---------- DATASET RECORDS ----------

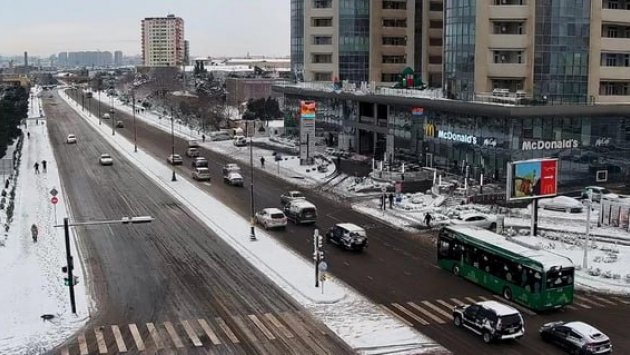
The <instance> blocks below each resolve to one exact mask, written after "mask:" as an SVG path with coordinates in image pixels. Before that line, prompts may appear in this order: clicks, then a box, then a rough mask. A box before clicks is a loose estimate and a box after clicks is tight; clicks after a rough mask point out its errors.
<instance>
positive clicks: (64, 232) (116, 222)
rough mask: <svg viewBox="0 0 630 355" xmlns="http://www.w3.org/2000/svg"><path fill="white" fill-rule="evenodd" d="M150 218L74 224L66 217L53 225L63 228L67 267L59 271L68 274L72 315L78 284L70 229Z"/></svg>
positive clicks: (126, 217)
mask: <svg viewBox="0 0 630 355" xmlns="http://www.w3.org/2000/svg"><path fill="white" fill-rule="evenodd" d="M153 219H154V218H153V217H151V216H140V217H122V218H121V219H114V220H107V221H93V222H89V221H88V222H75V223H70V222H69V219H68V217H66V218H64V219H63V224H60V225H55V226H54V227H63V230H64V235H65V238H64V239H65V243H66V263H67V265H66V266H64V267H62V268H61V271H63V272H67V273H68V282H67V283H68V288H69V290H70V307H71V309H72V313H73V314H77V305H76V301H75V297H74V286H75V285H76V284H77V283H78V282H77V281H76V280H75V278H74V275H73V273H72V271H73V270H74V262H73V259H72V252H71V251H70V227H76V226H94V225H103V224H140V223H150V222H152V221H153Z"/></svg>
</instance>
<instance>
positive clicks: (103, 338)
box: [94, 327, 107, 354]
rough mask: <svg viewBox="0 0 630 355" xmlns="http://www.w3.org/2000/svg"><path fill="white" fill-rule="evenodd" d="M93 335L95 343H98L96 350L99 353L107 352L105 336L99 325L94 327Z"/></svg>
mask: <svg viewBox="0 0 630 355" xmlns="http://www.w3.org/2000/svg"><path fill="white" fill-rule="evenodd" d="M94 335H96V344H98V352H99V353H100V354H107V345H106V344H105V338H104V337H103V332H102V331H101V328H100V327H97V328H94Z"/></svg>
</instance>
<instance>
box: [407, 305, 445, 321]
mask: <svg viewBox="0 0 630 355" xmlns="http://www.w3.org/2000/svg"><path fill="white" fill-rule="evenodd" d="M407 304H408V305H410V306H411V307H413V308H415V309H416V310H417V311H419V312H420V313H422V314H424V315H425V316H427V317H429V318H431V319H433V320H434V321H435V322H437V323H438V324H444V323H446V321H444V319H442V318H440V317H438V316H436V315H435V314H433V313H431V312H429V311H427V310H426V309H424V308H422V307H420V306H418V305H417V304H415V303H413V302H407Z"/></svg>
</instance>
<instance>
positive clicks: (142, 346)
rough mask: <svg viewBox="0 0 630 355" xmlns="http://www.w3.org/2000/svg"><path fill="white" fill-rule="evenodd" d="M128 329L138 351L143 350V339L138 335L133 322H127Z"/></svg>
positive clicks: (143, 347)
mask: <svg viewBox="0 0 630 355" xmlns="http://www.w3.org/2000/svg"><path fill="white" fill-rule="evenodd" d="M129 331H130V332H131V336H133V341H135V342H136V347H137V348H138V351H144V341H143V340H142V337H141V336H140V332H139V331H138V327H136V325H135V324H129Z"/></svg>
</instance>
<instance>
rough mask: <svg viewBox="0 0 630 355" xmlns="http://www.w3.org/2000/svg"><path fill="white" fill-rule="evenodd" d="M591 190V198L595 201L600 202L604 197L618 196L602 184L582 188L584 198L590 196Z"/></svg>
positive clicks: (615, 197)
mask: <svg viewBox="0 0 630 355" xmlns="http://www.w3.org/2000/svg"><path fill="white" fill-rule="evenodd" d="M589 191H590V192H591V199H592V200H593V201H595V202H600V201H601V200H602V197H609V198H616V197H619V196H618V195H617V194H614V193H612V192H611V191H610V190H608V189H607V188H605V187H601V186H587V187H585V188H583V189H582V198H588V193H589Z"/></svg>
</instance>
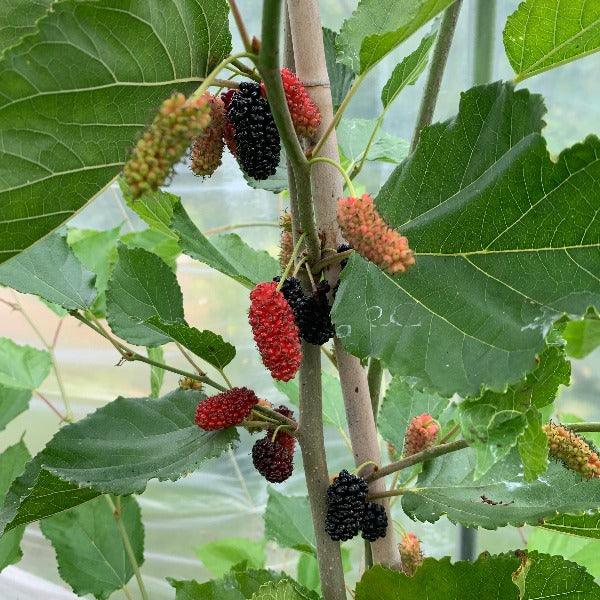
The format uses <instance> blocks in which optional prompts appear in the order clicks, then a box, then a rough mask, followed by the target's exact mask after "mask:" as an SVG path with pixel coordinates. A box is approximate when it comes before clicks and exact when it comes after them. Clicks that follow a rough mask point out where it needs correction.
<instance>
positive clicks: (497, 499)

----------
---------- DATASET RECORDS ----------

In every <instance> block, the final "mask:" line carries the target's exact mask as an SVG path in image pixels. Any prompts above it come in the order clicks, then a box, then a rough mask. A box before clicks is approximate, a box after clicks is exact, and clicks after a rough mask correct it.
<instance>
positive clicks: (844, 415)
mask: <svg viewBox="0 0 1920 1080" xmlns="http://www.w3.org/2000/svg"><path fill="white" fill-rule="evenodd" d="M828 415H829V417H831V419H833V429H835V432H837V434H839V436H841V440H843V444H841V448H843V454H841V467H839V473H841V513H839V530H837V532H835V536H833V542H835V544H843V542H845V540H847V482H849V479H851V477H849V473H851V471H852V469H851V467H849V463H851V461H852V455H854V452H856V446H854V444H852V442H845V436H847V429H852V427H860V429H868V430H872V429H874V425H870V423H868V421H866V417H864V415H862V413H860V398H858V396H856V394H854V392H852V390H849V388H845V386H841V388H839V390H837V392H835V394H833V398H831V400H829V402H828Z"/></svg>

----------

§ **INSTRUCTIONS TO FOLLOW**: Each line of the listing above that contains the word "pixels" counts once; please give the total and nothing more.

§ **RESPONSE TO THE EXERCISE**: 2